◆ Written problem ◆
Report each line in the entries below that contains the word "sheet", copying the whole line. Case counts.

◆ Data extract ◆
• • • • • • •
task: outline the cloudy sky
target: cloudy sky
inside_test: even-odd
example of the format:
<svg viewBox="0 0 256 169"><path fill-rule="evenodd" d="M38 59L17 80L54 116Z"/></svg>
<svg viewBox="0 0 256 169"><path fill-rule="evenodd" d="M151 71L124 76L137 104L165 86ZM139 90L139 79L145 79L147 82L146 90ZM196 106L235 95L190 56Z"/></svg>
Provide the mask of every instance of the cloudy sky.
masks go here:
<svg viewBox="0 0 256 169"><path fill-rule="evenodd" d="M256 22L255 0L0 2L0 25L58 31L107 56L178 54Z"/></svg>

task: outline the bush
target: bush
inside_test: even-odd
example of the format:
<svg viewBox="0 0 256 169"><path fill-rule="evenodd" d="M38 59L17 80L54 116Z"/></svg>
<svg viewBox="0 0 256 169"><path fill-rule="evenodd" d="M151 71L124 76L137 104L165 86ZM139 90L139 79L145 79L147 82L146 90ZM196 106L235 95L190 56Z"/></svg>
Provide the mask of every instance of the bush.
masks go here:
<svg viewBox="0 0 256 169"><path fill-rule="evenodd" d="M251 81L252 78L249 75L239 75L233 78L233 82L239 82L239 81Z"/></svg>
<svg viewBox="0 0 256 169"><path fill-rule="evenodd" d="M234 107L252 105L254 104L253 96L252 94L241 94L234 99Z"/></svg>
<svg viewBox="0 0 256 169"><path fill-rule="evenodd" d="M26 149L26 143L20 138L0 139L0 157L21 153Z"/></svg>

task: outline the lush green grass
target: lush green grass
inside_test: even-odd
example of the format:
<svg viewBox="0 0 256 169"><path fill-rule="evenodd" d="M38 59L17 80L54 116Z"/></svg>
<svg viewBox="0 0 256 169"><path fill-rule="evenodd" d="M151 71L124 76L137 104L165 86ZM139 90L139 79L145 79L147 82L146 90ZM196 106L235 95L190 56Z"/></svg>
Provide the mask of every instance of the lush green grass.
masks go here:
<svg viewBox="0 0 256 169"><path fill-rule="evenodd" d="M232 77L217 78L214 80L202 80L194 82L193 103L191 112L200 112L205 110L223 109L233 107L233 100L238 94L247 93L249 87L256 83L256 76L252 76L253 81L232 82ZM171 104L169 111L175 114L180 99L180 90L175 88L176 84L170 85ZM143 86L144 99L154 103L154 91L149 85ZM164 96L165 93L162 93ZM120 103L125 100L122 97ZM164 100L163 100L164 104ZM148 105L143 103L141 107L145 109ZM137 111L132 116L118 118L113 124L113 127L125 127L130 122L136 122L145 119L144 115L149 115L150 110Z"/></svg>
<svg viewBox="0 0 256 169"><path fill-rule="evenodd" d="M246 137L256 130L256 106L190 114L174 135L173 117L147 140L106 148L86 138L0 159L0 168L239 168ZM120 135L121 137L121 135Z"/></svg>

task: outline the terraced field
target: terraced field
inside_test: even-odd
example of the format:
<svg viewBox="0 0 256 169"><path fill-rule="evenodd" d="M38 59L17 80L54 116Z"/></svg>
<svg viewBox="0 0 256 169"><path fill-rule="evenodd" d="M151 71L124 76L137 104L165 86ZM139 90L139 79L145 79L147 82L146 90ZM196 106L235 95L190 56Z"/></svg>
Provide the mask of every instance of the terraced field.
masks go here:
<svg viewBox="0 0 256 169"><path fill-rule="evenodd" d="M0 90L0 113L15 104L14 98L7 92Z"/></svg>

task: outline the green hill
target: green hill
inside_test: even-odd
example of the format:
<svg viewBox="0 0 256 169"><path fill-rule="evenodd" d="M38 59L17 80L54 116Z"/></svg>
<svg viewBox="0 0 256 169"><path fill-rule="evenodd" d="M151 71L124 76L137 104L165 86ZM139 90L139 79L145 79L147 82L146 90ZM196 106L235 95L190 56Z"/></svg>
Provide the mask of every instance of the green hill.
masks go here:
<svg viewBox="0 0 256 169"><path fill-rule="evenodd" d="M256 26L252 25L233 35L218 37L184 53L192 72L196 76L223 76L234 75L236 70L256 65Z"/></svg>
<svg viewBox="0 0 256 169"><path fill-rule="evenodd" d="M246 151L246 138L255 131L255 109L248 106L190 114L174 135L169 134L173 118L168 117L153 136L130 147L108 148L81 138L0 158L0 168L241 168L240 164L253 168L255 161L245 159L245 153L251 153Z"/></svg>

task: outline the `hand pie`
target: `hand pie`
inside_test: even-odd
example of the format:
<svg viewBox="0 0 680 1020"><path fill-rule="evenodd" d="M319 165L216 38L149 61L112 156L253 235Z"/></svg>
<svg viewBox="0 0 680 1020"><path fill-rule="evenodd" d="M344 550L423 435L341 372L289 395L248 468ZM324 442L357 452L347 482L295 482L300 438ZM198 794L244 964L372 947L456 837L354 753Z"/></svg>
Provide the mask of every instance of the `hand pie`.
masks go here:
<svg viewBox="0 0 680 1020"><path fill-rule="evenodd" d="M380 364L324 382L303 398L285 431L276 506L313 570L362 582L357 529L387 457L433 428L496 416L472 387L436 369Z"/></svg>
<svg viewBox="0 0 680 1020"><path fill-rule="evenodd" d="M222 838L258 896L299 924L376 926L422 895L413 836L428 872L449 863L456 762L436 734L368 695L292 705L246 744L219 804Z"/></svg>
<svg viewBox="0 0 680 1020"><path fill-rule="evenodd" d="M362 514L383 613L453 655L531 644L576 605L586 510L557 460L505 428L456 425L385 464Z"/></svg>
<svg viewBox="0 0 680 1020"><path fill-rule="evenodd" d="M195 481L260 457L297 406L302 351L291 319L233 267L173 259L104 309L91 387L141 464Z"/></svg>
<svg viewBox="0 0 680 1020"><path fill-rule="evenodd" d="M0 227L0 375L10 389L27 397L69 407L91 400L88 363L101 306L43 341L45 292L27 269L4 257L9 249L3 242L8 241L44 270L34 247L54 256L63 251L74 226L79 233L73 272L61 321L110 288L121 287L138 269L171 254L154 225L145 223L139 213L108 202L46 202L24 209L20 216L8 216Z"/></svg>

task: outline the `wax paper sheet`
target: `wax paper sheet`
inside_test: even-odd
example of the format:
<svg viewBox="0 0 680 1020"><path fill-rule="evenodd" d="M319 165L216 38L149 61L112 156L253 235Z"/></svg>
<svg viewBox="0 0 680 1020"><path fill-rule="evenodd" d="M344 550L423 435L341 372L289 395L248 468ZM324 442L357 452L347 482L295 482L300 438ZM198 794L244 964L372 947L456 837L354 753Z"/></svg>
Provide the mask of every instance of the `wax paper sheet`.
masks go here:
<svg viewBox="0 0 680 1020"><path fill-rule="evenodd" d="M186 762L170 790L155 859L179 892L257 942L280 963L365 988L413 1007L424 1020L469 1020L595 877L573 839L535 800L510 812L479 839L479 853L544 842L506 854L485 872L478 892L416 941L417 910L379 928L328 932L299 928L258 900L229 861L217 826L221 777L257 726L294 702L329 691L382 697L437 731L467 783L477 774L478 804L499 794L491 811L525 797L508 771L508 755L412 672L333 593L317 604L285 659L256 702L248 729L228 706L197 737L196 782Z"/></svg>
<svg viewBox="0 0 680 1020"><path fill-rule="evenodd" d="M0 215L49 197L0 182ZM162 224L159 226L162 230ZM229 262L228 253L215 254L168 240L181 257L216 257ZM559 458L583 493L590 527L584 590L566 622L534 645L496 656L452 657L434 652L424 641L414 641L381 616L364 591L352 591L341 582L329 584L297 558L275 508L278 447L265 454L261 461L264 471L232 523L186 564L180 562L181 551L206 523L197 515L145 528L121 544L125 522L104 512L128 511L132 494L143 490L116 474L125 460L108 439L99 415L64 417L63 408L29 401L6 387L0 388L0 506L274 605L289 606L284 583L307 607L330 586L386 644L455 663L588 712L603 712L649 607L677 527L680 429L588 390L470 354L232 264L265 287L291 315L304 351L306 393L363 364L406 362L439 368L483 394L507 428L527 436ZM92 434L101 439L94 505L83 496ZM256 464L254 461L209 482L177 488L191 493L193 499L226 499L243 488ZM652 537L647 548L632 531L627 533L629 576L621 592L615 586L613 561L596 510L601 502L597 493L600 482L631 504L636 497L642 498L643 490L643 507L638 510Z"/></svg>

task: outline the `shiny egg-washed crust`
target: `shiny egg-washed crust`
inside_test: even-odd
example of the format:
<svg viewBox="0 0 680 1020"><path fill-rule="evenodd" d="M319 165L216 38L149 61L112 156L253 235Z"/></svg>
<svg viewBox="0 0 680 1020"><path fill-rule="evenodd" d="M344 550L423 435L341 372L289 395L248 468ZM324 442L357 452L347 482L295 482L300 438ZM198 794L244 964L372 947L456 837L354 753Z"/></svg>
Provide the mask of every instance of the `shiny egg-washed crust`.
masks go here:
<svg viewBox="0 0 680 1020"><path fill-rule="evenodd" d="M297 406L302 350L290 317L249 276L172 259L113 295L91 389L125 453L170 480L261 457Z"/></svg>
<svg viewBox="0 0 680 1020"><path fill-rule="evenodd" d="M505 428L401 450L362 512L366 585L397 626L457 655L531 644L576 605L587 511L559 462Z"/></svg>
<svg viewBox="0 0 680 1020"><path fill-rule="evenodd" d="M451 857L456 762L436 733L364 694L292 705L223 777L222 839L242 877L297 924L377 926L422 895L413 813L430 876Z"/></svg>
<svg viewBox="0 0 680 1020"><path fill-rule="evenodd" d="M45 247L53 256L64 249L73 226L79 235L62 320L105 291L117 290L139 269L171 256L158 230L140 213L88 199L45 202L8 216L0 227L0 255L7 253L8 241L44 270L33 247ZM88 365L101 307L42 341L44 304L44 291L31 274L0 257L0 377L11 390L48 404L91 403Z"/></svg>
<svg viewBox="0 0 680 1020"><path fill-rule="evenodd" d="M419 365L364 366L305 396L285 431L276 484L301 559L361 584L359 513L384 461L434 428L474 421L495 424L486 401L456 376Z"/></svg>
• • • • • • •
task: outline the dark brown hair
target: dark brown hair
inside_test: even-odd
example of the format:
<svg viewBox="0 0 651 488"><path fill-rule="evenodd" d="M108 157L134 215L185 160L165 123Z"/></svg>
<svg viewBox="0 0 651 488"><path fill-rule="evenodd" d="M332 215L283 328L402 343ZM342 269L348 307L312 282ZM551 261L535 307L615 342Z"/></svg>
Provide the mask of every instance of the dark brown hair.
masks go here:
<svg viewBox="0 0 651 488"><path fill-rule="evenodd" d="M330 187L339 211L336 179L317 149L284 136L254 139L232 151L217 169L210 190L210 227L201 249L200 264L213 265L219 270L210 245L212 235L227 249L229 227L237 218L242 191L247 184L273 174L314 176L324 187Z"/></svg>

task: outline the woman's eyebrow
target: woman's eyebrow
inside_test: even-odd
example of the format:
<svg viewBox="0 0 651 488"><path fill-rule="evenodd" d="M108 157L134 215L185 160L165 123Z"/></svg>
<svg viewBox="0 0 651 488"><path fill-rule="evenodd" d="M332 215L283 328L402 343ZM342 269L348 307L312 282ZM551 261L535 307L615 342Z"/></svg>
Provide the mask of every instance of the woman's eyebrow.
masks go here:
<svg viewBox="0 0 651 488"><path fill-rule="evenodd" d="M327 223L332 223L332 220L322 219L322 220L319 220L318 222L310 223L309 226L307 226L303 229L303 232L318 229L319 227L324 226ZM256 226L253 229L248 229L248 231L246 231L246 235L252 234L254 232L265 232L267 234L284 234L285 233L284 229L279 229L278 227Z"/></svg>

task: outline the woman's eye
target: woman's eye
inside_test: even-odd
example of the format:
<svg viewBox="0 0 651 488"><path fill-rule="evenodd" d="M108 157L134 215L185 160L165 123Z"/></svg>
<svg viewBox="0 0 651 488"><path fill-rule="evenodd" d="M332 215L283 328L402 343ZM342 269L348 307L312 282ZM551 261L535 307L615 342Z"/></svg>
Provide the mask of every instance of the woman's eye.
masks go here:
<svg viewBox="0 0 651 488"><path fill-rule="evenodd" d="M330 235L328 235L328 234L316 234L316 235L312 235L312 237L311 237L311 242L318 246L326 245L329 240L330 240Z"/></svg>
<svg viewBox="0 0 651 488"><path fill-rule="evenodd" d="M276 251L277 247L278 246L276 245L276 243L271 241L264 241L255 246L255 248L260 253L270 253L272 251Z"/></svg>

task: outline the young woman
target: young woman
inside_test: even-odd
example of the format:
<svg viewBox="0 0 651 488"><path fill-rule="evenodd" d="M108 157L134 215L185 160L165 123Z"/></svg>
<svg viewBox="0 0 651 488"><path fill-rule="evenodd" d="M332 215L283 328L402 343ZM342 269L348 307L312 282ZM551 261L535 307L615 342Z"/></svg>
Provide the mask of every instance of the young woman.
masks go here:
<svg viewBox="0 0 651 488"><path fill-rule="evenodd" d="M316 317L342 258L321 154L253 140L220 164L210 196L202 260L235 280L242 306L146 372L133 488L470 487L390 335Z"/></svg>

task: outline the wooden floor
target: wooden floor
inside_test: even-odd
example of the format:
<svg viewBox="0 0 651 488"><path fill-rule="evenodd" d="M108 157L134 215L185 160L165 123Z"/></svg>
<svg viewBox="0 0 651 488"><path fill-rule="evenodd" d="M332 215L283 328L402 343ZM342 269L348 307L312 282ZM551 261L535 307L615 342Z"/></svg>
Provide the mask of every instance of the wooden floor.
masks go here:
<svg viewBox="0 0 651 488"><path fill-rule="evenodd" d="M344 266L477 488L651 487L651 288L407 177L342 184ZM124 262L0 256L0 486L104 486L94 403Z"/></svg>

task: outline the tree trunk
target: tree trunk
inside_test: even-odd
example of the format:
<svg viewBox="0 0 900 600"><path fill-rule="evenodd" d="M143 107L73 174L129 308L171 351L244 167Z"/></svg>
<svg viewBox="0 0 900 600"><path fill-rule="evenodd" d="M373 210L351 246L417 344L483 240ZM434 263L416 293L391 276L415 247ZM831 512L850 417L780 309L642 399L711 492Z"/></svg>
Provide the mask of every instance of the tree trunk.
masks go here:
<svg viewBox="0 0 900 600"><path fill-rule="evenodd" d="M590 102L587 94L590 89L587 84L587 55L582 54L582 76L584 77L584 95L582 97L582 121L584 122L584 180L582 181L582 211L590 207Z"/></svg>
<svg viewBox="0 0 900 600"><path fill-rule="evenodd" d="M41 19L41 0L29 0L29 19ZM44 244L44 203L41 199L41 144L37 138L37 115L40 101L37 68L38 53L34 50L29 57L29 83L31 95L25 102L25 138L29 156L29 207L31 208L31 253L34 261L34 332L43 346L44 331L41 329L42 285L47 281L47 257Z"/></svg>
• • • • • • •
◆ Completed task ◆
task: outline the `wax paper sheet`
target: `wax paper sheet`
Provide the mask of every instance of the `wax paper sheet`.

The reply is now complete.